[Opening DOCUMENT EXCERPT section]

= Fritz Katz =

Fritz Katz (born in 1898 in Zaborze near Hindenburg, Prussian Silesia; died in 1969 in Athens) was a pioneer in organ transplant techniques, performing one of the first successful grafts of adrenal glands.

After appointments at the medical faculties at Breslau, Fribourg, Frankfurt and Berlin, in the late 1920s he went to Alexandria, Egypt, where he became the chief surgeon at the Jewish Hospital. The hospital was supported by donations from the Jewish community; its staff were of all faiths and its services were freely available to Jews, Christians, Muslims and others.

In 1941, as reported in the British Medical Journal, Dr Katz performed one of the first successful adrenal gland grafts in medical history, saving the life of a patient who had not responded to synthetic hormones and drugs.

Katz was a very public figure, widely known and greatly admired in Alexandria, and had a tendency to be outspoken, a quality which did not put him in good stead with the Nasser regime. In 1959 he was charged with spying for Israel; he was tortured, convicted, and sentenced to death, but the sentence was commuted to life and in 1962 he was released following diplomatic intervention by the West German government and many professional testimonials from around the world. By then almost the entire Jewish community in Alexandria and the rest of Egypt had been driven out by the regime. Broken by his experiences in prison, Katz lived out the remainder of his life quietly in Switzerland and died while on a visit to Athens in 1969 at the age of 71.

[Closing DOCUMENT EXCERPT section]

§ **REQUIRED WORK**
From the biography of Fritz Katz, extract the passage from "Fritz Katz (born" up to and including "Muslims and others.". The data that comes next is not required for this work.

[Opening DATA SHOWN section]

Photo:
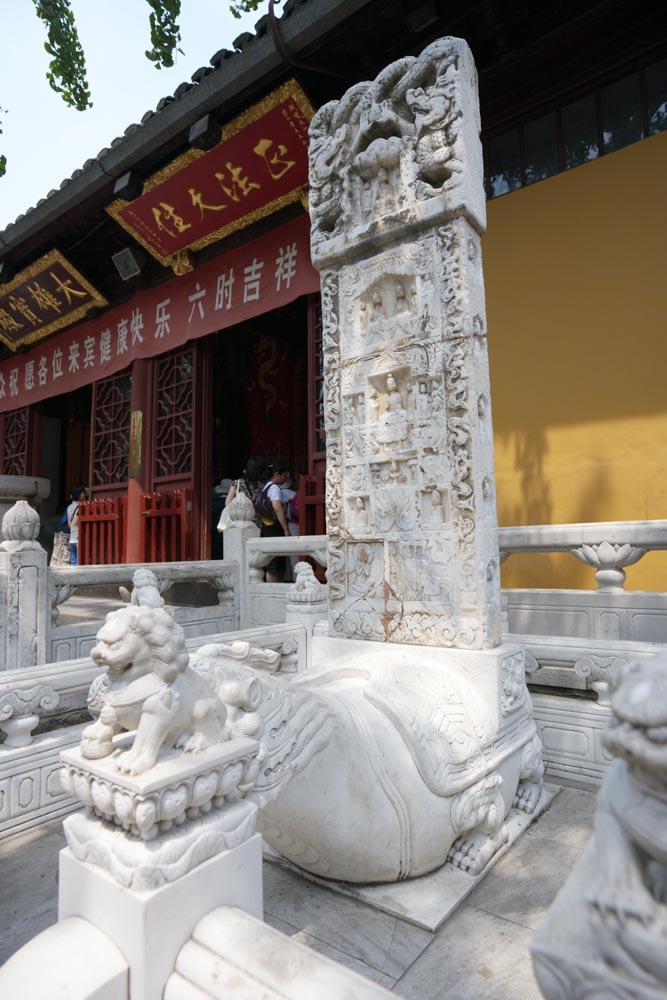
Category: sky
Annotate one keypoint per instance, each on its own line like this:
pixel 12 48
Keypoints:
pixel 44 140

[Closing DATA SHOWN section]

§ **REPLY**
Fritz Katz (born in 1898 in Zaborze near Hindenburg, Prussian Silesia; died in 1969 in Athens) was a pioneer in organ transplant techniques, performing one of the first successful grafts of adrenal glands.

After appointments at the medical faculties at Breslau, Fribourg, Frankfurt and Berlin, in the late 1920s he went to Alexandria, Egypt, where he became the chief surgeon at the Jewish Hospital. The hospital was supported by donations from the Jewish community; its staff were of all faiths and its services were freely available to Jews, Christians, Muslims and others.